**To do:** Copy out every one of the records below, changing "night-vision" to "infrared" wherever it appears and keeping everything else the same.

**Supplied entries:**
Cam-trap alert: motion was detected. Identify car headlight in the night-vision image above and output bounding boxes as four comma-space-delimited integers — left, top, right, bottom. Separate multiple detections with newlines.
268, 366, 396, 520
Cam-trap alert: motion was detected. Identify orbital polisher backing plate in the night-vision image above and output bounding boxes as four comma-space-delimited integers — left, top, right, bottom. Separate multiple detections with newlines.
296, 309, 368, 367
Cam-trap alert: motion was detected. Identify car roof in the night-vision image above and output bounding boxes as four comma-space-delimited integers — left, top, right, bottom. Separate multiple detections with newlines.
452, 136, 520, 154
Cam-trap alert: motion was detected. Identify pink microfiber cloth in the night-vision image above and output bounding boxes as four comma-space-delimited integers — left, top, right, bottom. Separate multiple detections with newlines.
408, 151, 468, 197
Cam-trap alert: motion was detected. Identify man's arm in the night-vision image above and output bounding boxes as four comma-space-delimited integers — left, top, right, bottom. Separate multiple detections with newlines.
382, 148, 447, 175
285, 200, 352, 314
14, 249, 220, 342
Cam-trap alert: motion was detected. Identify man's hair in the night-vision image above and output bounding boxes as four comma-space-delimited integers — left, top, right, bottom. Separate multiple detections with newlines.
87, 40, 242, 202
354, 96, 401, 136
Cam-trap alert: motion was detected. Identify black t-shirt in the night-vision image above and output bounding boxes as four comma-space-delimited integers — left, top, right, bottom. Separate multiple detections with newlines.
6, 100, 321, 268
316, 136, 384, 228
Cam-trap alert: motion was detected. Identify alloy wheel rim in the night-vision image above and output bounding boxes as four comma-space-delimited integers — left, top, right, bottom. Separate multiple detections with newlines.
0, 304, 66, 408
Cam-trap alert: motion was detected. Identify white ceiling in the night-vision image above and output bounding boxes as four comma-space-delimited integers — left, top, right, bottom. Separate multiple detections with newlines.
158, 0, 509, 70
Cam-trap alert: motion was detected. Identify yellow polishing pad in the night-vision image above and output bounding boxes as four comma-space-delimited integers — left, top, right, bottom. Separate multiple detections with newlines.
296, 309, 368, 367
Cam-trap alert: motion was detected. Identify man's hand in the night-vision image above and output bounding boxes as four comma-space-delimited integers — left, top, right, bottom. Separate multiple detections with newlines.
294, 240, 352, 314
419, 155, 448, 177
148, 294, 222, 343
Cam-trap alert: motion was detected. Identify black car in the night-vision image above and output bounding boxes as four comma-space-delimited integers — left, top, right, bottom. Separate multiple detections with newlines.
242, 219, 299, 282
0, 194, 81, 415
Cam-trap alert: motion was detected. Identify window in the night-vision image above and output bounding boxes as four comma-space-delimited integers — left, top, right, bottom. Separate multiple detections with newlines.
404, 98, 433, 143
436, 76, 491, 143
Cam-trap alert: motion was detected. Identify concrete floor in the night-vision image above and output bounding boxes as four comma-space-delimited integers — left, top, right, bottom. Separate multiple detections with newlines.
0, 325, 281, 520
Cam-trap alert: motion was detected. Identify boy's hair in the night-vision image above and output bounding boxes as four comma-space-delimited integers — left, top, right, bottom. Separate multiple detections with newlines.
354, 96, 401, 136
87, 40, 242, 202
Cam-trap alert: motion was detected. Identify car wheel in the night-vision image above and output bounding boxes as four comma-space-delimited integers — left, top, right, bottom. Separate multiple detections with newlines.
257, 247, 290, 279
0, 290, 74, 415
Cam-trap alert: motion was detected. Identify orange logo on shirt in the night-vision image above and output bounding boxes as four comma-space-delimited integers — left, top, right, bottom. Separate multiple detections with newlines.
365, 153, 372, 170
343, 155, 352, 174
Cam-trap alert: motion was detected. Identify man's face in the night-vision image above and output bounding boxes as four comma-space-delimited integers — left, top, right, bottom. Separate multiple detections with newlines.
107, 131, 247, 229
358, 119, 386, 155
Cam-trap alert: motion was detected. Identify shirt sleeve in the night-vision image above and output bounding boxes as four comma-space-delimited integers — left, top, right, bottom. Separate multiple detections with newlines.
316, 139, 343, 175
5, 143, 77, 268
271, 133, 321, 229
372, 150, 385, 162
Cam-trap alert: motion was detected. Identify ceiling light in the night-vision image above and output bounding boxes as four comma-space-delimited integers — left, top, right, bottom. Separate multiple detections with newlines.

**Full output:**
Cam-trap alert: motion was detected. Identify car headlight in the infrared image above and output bounding boxes as four comma-space-delimited integers — left, top, right, bottom. Separate multiple detections with newlines.
268, 366, 396, 520
Cam-trap alert: motion was detected. Identify orbital polisher backing plate in the infrared image above and output bounding boxes as four comma-space-delimited integers — left, top, right, bottom. Separate multiple detections with newlines.
296, 309, 368, 367
Cam-trap alert: motion was detected. Identify car roof in the infrared image above and output bounding boxes as four comma-space-delimited integers — left, top, right, bottom. Separate multiple detections with newlines.
452, 136, 520, 154
Cam-trap alert: motion was detected. Identify pink microfiber cloth in the infrared image above and output bounding boxes as four comma-space-delimited integers — left, top, right, bottom. Separate multiple detections with newlines.
408, 151, 468, 197
Cam-trap alert: motion was detected. Identify man's arm in the infrared image above and output bounding boxes as four comma-space-delimited integers — left, top, right, bottom. Separate multiple detections with newlines.
382, 148, 447, 175
285, 200, 352, 314
14, 249, 220, 342
Cam-trap alert: motion was detected. Identify man's hair in the infrared image above and output bounding boxes as four comma-space-delimited integers — left, top, right, bottom. Separate multiple detections with newlines.
87, 40, 242, 202
354, 96, 401, 136
Cam-trap alert: motion was detected. Identify black t-shirt in the infrared image above and output bounding boxes as four comma-space-delimited integers — left, top, right, bottom. Separate multiple detections with newlines.
6, 100, 321, 268
316, 136, 384, 228
Cam-trap alert: motion was detected. Identify alloy wheel rim in the infrared image above and output bounding boxes as four comma-space-delimited integers — left, top, right, bottom. Separate multiple detections with newlines.
0, 304, 66, 408
Cam-trap alert: motion was detected. Identify white ceiling in the infrared image above and output bounding boxes as four comma-space-delimited integers — left, top, right, bottom. Separate multiple detections with newlines.
158, 0, 509, 70
Cam-trap alert: motion was detected. Identify yellow polishing pad in the infrared image above and output bounding boxes as four comma-space-delimited integers — left, top, right, bottom. Separate multiple detections with newlines.
296, 309, 368, 367
Cam-trap alert: motion was detected. Identify man's hand in the infrared image above and output bounding boxes as four comma-space-delimited integers — left, top, right, bottom. Separate multiple detections with newlines.
294, 240, 352, 314
419, 155, 448, 177
148, 294, 222, 343
Cam-trap alert: motion was detected. Identify black car in the infrared image above and output bounding boxes as four comma-space-delimited integers — left, top, right, bottom. Separate multiple detections with newlines.
242, 219, 299, 282
0, 194, 81, 415
Cam-trap alert: motion was detected. Identify window in the infrared image above and output bounding boxes as four comma-space-delimited integers — left, top, right, bottom. Separate multiple detections with newlines.
404, 98, 433, 143
436, 76, 491, 143
Cam-trap alert: motion was detected. Identify concrete floor in the infrared image above and output bounding boxes as four comma-space-delimited integers — left, top, right, bottom. Separate multiple detections with newlines.
0, 325, 281, 520
Cam-trap alert: motion was detected. Identify boy's hair in the infrared image above and output bounding boxes as four comma-space-delimited integers — left, top, right, bottom. Separate multiple detections with newlines.
354, 96, 401, 136
87, 40, 242, 202
Cam-trap alert: motion was detected. Identify car wheel in the infrared image above and output bounding boxes as four comma-space-delimited integers — left, top, right, bottom. Separate multiple detections with newlines.
257, 247, 290, 279
0, 290, 74, 415
Cam-trap alert: motion was detected. Identify orange logo on shirt in the infrared image above and output bounding boxes as four comma-space-delimited integers — left, top, right, bottom. Separate multiple detections with newlines.
365, 153, 372, 170
343, 155, 352, 174
Cam-trap alert: motion was detected. Identify man's face in the infrared image above and output bounding boxes as four comma-space-delimited integers — left, top, right, bottom. Separate multiple detections with newlines.
107, 131, 247, 229
358, 119, 386, 155
Cam-trap alert: motion was detected. Identify shirt sleeve in the infrared image above and output bounding boxes as four comma-space-delimited integers — left, top, right, bottom. Separate multiple detections with newlines.
316, 139, 343, 175
5, 143, 77, 268
271, 133, 321, 229
372, 150, 385, 162
Cam-trap alert: motion was detected. Identify ceiling light in the infrared image above and output bounding boxes as four comma-space-delimited integers — left, top, right, bottom. Separate multiple detections with newlines.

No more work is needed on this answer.